- [WHAT THE EXERCISE ASKS] Print each of the rows below word for word, leaving out the pictures.

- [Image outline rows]
• • •
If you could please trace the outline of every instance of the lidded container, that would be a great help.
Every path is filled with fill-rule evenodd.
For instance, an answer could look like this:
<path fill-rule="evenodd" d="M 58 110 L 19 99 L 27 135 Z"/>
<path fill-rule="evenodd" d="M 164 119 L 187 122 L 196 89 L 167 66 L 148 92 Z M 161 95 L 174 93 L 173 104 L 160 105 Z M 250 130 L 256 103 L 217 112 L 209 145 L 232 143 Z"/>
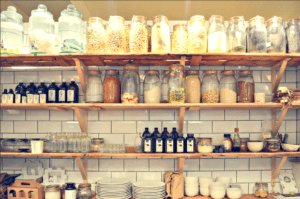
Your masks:
<path fill-rule="evenodd" d="M 188 51 L 189 53 L 203 53 L 207 51 L 207 32 L 205 17 L 195 15 L 190 18 L 188 31 Z"/>
<path fill-rule="evenodd" d="M 170 53 L 170 27 L 168 18 L 158 15 L 152 19 L 153 26 L 151 32 L 151 52 L 152 53 Z"/>
<path fill-rule="evenodd" d="M 14 6 L 8 6 L 1 12 L 1 54 L 22 54 L 23 38 L 23 17 Z"/>
<path fill-rule="evenodd" d="M 157 70 L 145 72 L 144 80 L 144 103 L 161 102 L 161 82 Z"/>
<path fill-rule="evenodd" d="M 224 17 L 220 15 L 212 15 L 209 19 L 208 52 L 226 52 L 226 28 Z"/>
<path fill-rule="evenodd" d="M 29 17 L 29 53 L 54 53 L 55 34 L 54 19 L 47 6 L 39 4 L 38 9 L 31 11 Z"/>
<path fill-rule="evenodd" d="M 227 28 L 227 52 L 246 52 L 246 28 L 243 16 L 231 17 Z"/>
<path fill-rule="evenodd" d="M 219 102 L 219 80 L 217 71 L 206 70 L 203 72 L 201 96 L 203 103 Z"/>

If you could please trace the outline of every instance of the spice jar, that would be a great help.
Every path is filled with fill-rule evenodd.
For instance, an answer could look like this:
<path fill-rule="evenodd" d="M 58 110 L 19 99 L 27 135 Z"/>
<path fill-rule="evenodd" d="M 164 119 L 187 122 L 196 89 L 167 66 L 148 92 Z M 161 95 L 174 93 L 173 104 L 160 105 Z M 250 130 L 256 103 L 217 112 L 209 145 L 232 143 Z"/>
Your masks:
<path fill-rule="evenodd" d="M 86 76 L 86 103 L 101 103 L 103 102 L 103 84 L 101 79 L 101 72 L 91 70 L 87 72 Z"/>
<path fill-rule="evenodd" d="M 161 102 L 161 82 L 159 78 L 159 72 L 157 70 L 149 70 L 145 72 L 144 102 Z"/>
<path fill-rule="evenodd" d="M 203 15 L 195 15 L 190 18 L 188 40 L 189 53 L 204 53 L 207 51 L 207 33 Z"/>
<path fill-rule="evenodd" d="M 200 103 L 199 71 L 188 70 L 186 74 L 186 103 Z"/>
<path fill-rule="evenodd" d="M 244 17 L 231 17 L 227 28 L 227 52 L 245 53 L 246 52 L 246 29 Z"/>
<path fill-rule="evenodd" d="M 168 18 L 158 15 L 152 19 L 151 52 L 170 53 L 170 27 Z"/>
<path fill-rule="evenodd" d="M 201 95 L 203 103 L 219 102 L 219 81 L 217 71 L 206 70 L 203 72 Z"/>
<path fill-rule="evenodd" d="M 121 82 L 121 100 L 124 104 L 137 104 L 140 94 L 139 67 L 124 66 Z"/>
<path fill-rule="evenodd" d="M 170 103 L 185 103 L 185 74 L 184 66 L 171 65 L 169 67 L 169 102 Z"/>
<path fill-rule="evenodd" d="M 208 52 L 226 52 L 226 28 L 224 17 L 220 15 L 212 15 L 209 19 Z"/>
<path fill-rule="evenodd" d="M 236 103 L 236 81 L 233 70 L 224 70 L 221 72 L 220 79 L 220 102 Z"/>
<path fill-rule="evenodd" d="M 86 53 L 105 52 L 104 20 L 99 17 L 91 17 L 86 29 Z"/>
<path fill-rule="evenodd" d="M 120 103 L 120 89 L 121 83 L 119 80 L 119 71 L 105 71 L 105 79 L 103 82 L 103 102 Z"/>
<path fill-rule="evenodd" d="M 237 101 L 239 103 L 254 102 L 254 80 L 252 71 L 239 71 L 237 85 Z"/>
<path fill-rule="evenodd" d="M 173 26 L 172 34 L 172 53 L 188 52 L 188 33 L 186 25 L 176 24 Z"/>

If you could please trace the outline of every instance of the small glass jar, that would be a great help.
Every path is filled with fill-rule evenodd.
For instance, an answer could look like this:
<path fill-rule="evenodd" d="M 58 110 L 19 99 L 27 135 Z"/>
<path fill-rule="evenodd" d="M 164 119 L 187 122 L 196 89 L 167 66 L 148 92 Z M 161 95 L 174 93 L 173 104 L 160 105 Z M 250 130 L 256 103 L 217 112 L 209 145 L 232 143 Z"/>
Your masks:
• • •
- [EXERCISE RESPONSE]
If you could please trace the outline of every instance of the lidded container, that would be a great help.
Every path is filled with fill-rule evenodd.
For instance, an answer could look like this:
<path fill-rule="evenodd" d="M 58 110 L 19 99 L 27 135 Z"/>
<path fill-rule="evenodd" d="M 164 119 L 187 122 L 196 89 L 167 66 L 148 92 Z M 161 95 L 174 93 L 173 104 L 160 105 Z M 250 130 L 256 103 L 217 112 L 209 145 L 232 143 Z"/>
Your masks:
<path fill-rule="evenodd" d="M 188 51 L 189 53 L 203 53 L 207 51 L 207 32 L 205 17 L 195 15 L 190 18 L 188 31 Z"/>
<path fill-rule="evenodd" d="M 170 53 L 170 27 L 168 18 L 158 15 L 152 19 L 153 26 L 151 32 L 151 52 L 152 53 Z"/>
<path fill-rule="evenodd" d="M 14 6 L 8 6 L 1 12 L 1 54 L 22 54 L 23 38 L 23 17 Z"/>
<path fill-rule="evenodd" d="M 157 70 L 145 72 L 144 80 L 144 103 L 161 102 L 161 82 Z"/>
<path fill-rule="evenodd" d="M 224 17 L 220 15 L 212 15 L 209 19 L 208 52 L 226 52 L 226 28 Z"/>
<path fill-rule="evenodd" d="M 29 17 L 29 53 L 54 53 L 55 34 L 54 19 L 47 6 L 39 4 L 38 9 L 31 11 Z"/>
<path fill-rule="evenodd" d="M 227 28 L 227 52 L 246 52 L 246 28 L 243 16 L 231 17 Z"/>
<path fill-rule="evenodd" d="M 219 102 L 219 80 L 217 71 L 206 70 L 203 72 L 201 96 L 203 103 Z"/>

If you could please trace the outline of every instance of the spice jar, that would be a great help.
Every path is filled with fill-rule evenodd.
For instance, an answer could look like this:
<path fill-rule="evenodd" d="M 58 110 L 19 99 L 27 135 Z"/>
<path fill-rule="evenodd" d="M 164 119 L 187 122 L 196 89 L 167 66 L 148 92 Z M 161 95 L 174 93 L 173 104 L 160 105 Z M 250 130 L 256 103 L 217 112 L 209 145 L 232 143 Z"/>
Your masks:
<path fill-rule="evenodd" d="M 86 76 L 86 103 L 101 103 L 103 102 L 103 84 L 101 79 L 101 72 L 91 70 L 87 72 Z"/>
<path fill-rule="evenodd" d="M 161 102 L 161 82 L 159 78 L 159 72 L 157 70 L 149 70 L 145 72 L 144 102 Z"/>
<path fill-rule="evenodd" d="M 203 15 L 195 15 L 190 18 L 188 40 L 189 53 L 204 53 L 207 51 L 207 33 Z"/>
<path fill-rule="evenodd" d="M 200 103 L 199 71 L 188 70 L 186 74 L 186 103 Z"/>
<path fill-rule="evenodd" d="M 244 17 L 231 17 L 227 28 L 227 52 L 245 53 L 246 52 L 246 29 Z"/>
<path fill-rule="evenodd" d="M 168 18 L 158 15 L 152 19 L 151 52 L 170 53 L 170 27 Z"/>
<path fill-rule="evenodd" d="M 201 95 L 203 103 L 219 102 L 219 81 L 217 71 L 206 70 L 203 72 Z"/>
<path fill-rule="evenodd" d="M 121 82 L 121 100 L 124 104 L 137 104 L 140 94 L 139 67 L 124 66 Z"/>
<path fill-rule="evenodd" d="M 170 103 L 185 103 L 185 74 L 184 66 L 171 65 L 169 67 L 169 102 Z"/>
<path fill-rule="evenodd" d="M 208 52 L 226 52 L 226 28 L 224 17 L 220 15 L 212 15 L 209 19 Z"/>
<path fill-rule="evenodd" d="M 236 103 L 236 81 L 233 70 L 224 70 L 221 72 L 220 79 L 220 102 Z"/>
<path fill-rule="evenodd" d="M 86 53 L 105 52 L 104 20 L 99 17 L 91 17 L 86 29 Z"/>
<path fill-rule="evenodd" d="M 120 103 L 120 89 L 121 83 L 119 80 L 119 71 L 105 71 L 105 79 L 103 82 L 103 102 Z"/>
<path fill-rule="evenodd" d="M 237 101 L 239 103 L 254 102 L 254 80 L 252 71 L 239 71 L 237 85 Z"/>
<path fill-rule="evenodd" d="M 173 26 L 172 34 L 172 53 L 188 52 L 188 33 L 186 25 L 176 24 Z"/>

If you could please trace the outline of every instance of the small glass jar, that would be a great help.
Every path is filled with fill-rule evenodd.
For instance, an answer could look like this:
<path fill-rule="evenodd" d="M 58 110 L 19 99 L 27 135 Z"/>
<path fill-rule="evenodd" d="M 164 119 L 187 122 L 196 89 L 167 66 L 148 92 Z M 161 95 L 174 93 L 173 104 L 160 105 Z M 250 130 L 256 103 L 217 112 L 209 145 L 232 143 Z"/>
Your masks:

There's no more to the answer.